[Begin Entries supplied]
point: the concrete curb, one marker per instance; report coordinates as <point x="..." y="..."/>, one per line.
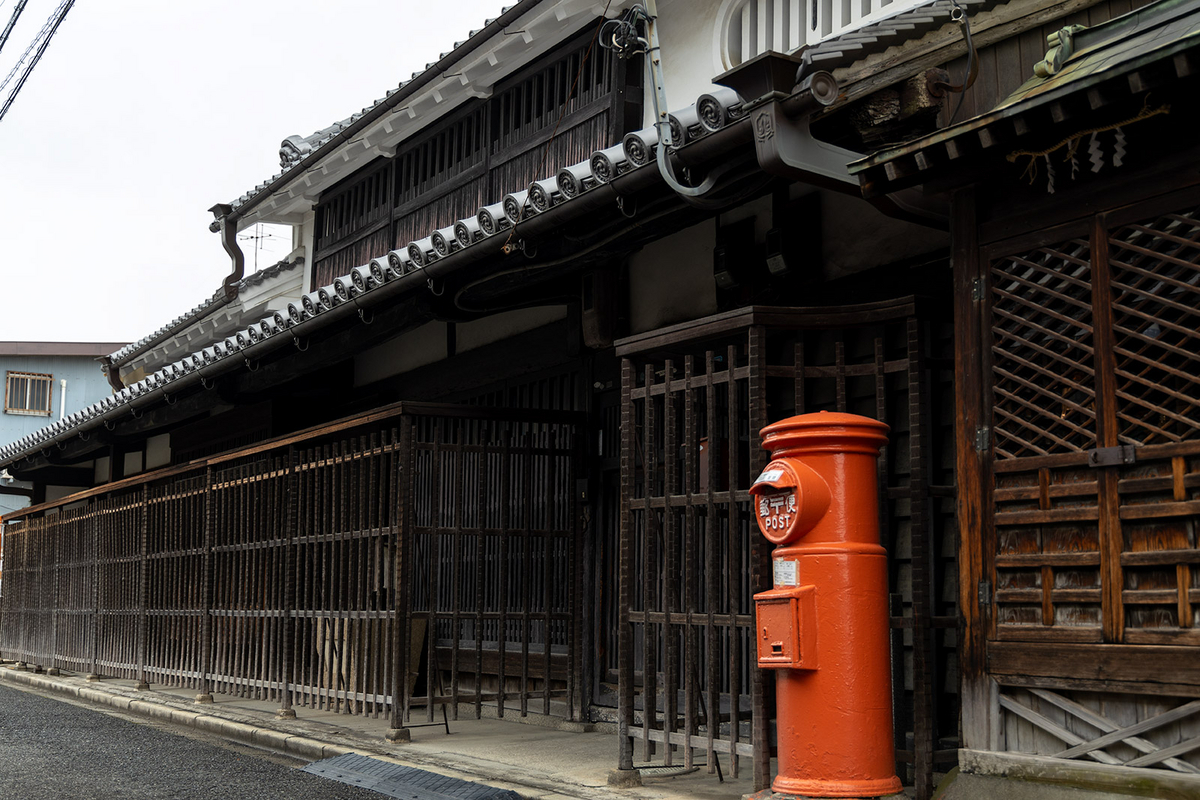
<point x="160" y="709"/>
<point x="251" y="731"/>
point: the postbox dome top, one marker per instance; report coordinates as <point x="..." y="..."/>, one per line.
<point x="826" y="432"/>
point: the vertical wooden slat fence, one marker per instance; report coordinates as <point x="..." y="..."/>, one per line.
<point x="427" y="551"/>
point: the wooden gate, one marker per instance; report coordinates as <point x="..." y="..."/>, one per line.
<point x="1091" y="569"/>
<point x="337" y="567"/>
<point x="694" y="400"/>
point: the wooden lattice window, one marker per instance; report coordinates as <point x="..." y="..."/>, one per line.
<point x="1044" y="397"/>
<point x="28" y="392"/>
<point x="1156" y="319"/>
<point x="353" y="208"/>
<point x="1096" y="421"/>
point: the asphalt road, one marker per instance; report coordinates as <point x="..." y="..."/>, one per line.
<point x="59" y="750"/>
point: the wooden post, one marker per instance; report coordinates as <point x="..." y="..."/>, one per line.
<point x="625" y="774"/>
<point x="291" y="519"/>
<point x="970" y="470"/>
<point x="205" y="693"/>
<point x="1110" y="539"/>
<point x="403" y="482"/>
<point x="95" y="522"/>
<point x="142" y="588"/>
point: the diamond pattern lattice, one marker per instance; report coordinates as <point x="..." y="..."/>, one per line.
<point x="1156" y="317"/>
<point x="1044" y="392"/>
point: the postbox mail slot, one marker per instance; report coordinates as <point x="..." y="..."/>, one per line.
<point x="786" y="627"/>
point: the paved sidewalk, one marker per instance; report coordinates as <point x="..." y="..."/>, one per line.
<point x="538" y="762"/>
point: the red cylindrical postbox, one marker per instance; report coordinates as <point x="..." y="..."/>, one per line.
<point x="825" y="625"/>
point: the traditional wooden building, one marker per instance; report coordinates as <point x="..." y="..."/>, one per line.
<point x="493" y="453"/>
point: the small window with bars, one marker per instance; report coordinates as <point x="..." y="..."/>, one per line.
<point x="27" y="392"/>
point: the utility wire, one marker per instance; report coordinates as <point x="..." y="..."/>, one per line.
<point x="12" y="22"/>
<point x="45" y="36"/>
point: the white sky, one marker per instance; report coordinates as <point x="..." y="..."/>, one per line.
<point x="143" y="114"/>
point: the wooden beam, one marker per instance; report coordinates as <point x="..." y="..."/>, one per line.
<point x="1096" y="662"/>
<point x="1081" y="775"/>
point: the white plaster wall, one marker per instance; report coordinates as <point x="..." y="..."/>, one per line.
<point x="671" y="280"/>
<point x="689" y="58"/>
<point x="133" y="463"/>
<point x="303" y="238"/>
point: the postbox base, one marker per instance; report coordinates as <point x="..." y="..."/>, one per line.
<point x="793" y="787"/>
<point x="768" y="794"/>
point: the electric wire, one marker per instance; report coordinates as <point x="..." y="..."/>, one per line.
<point x="41" y="42"/>
<point x="12" y="22"/>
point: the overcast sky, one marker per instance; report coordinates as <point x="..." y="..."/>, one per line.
<point x="144" y="114"/>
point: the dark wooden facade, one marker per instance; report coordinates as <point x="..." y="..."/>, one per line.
<point x="1079" y="428"/>
<point x="695" y="398"/>
<point x="558" y="110"/>
<point x="340" y="567"/>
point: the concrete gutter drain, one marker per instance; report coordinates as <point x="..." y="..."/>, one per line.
<point x="400" y="781"/>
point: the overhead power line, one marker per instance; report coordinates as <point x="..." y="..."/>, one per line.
<point x="41" y="42"/>
<point x="12" y="22"/>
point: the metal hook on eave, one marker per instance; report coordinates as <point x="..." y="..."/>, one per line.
<point x="228" y="229"/>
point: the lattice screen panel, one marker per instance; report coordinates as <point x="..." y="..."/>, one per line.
<point x="1156" y="313"/>
<point x="1107" y="728"/>
<point x="1044" y="396"/>
<point x="1048" y="554"/>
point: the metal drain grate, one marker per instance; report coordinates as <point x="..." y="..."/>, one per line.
[End Entries supplied]
> _Short task_:
Present every line of the listing above as a JSON list of strings, one string per line, with blank lines omitted and the pictures left out.

> _Solution for this problem_:
[
  "point: the concrete curb, one marker per instance; report coordinates as <point x=\"...\" y=\"...\"/>, one per line.",
  "<point x=\"160\" y=\"709\"/>",
  "<point x=\"251\" y=\"731\"/>",
  "point: the postbox dome top, one marker per instance; report coordinates as <point x=\"...\" y=\"...\"/>, one per line.",
  "<point x=\"826\" y=\"432\"/>",
  "point: the vertical wooden slat fence, one marker per instance; report coordinates as <point x=\"...\" y=\"...\"/>, one per line.",
  "<point x=\"427\" y=\"551\"/>",
  "point: the wooden gate, one marker per instance; report coordinates as <point x=\"...\" y=\"...\"/>, one per line.",
  "<point x=\"1091\" y=\"569\"/>",
  "<point x=\"337\" y=\"567\"/>",
  "<point x=\"694\" y=\"400\"/>",
  "point: the wooden lattice window, one marker per instance; report coordinates as <point x=\"...\" y=\"...\"/>, one per line.",
  "<point x=\"1044\" y=\"397\"/>",
  "<point x=\"28\" y=\"392\"/>",
  "<point x=\"1156\" y=\"319\"/>",
  "<point x=\"353\" y=\"208\"/>",
  "<point x=\"1096\" y=\"421\"/>",
  "point: the asphalt road, one marker per instance; report coordinates as <point x=\"...\" y=\"...\"/>, one per line.",
  "<point x=\"59\" y=\"750\"/>",
  "point: the wooden post, one marker per instance; report coordinates as <point x=\"...\" y=\"...\"/>, one per line.",
  "<point x=\"625\" y=\"774\"/>",
  "<point x=\"291\" y=\"519\"/>",
  "<point x=\"970\" y=\"470\"/>",
  "<point x=\"205\" y=\"693\"/>",
  "<point x=\"1110\" y=\"539\"/>",
  "<point x=\"403\" y=\"482\"/>",
  "<point x=\"95\" y=\"522\"/>",
  "<point x=\"142\" y=\"588\"/>",
  "point: the diamond pattern lattice, one marker per instance; report coordinates as <point x=\"...\" y=\"...\"/>, one per line.",
  "<point x=\"1156\" y=\"317\"/>",
  "<point x=\"1044\" y=\"392\"/>",
  "point: the postbox mail slot, one marker per instance; report coordinates as <point x=\"...\" y=\"...\"/>, one per line.",
  "<point x=\"786\" y=\"627\"/>",
  "point: the paved sidewalk, one marker per instance; report coordinates as <point x=\"...\" y=\"...\"/>, one per line.",
  "<point x=\"538\" y=\"762\"/>",
  "point: the red cylindrical postbox, one marker per instance; report coordinates as <point x=\"...\" y=\"...\"/>, one per line.",
  "<point x=\"825\" y=\"625\"/>",
  "point: the traditional wooden building, one marker per instance; report coordinates as <point x=\"...\" y=\"...\"/>, one per line.",
  "<point x=\"493\" y=\"453\"/>",
  "point: the small window with bars, one marker per instance; report coordinates as <point x=\"...\" y=\"...\"/>, one per line.",
  "<point x=\"27\" y=\"392\"/>",
  "point: the utility wire, one marker per instance; report coordinates as <point x=\"...\" y=\"...\"/>, one per line.",
  "<point x=\"12\" y=\"22\"/>",
  "<point x=\"45\" y=\"36\"/>",
  "point: the white sky, one marker per instance; report coordinates as <point x=\"...\" y=\"...\"/>, one per line.",
  "<point x=\"143\" y=\"114\"/>",
  "point: the wooden beam, one marker per instance; report coordinates as <point x=\"...\" y=\"...\"/>, one per line.",
  "<point x=\"1096\" y=\"662\"/>",
  "<point x=\"1081\" y=\"775\"/>",
  "point: the white plaster wall, one marker per instance; report coordinates as <point x=\"...\" y=\"...\"/>, one per line.",
  "<point x=\"671\" y=\"280\"/>",
  "<point x=\"689\" y=\"58\"/>",
  "<point x=\"133\" y=\"463\"/>",
  "<point x=\"303\" y=\"238\"/>",
  "point: the postbox base, one marker per instance; report coordinates as <point x=\"...\" y=\"...\"/>, one per line.",
  "<point x=\"793\" y=\"787\"/>",
  "<point x=\"768\" y=\"794\"/>",
  "point: the electric wire, one marker per instance; report coordinates as <point x=\"...\" y=\"...\"/>, one per line.",
  "<point x=\"41\" y=\"42\"/>",
  "<point x=\"12\" y=\"22\"/>",
  "point: the overcast sky, one marker per instance; report coordinates as <point x=\"...\" y=\"...\"/>, one per line.",
  "<point x=\"144\" y=\"114\"/>",
  "point: the dark wooden facade, one marker per instance; report coordinates as <point x=\"...\" y=\"...\"/>, one per line.",
  "<point x=\"1079\" y=\"428\"/>",
  "<point x=\"695\" y=\"398\"/>",
  "<point x=\"558\" y=\"110\"/>",
  "<point x=\"340\" y=\"567\"/>",
  "point: the concrete gutter drain, one marker per instance; report coordinates as <point x=\"...\" y=\"...\"/>, one per line.",
  "<point x=\"400\" y=\"781\"/>",
  "point: the overhead power line, one marker per instance; report coordinates as <point x=\"...\" y=\"...\"/>, one per line.",
  "<point x=\"41\" y=\"42\"/>",
  "<point x=\"12\" y=\"22\"/>",
  "point: the metal hook on eave, one marker per instance; report coordinates as <point x=\"...\" y=\"...\"/>, one per line.",
  "<point x=\"228\" y=\"229\"/>",
  "point: the lattice screen panel, one marker per instance; report coordinates as <point x=\"...\" y=\"...\"/>, one per line.",
  "<point x=\"1156\" y=\"313\"/>",
  "<point x=\"1107\" y=\"728\"/>",
  "<point x=\"1044\" y=\"396\"/>",
  "<point x=\"1048\" y=\"554\"/>",
  "point: the metal drain grate, one marker per instance; report coordinates as <point x=\"...\" y=\"...\"/>, one per line."
]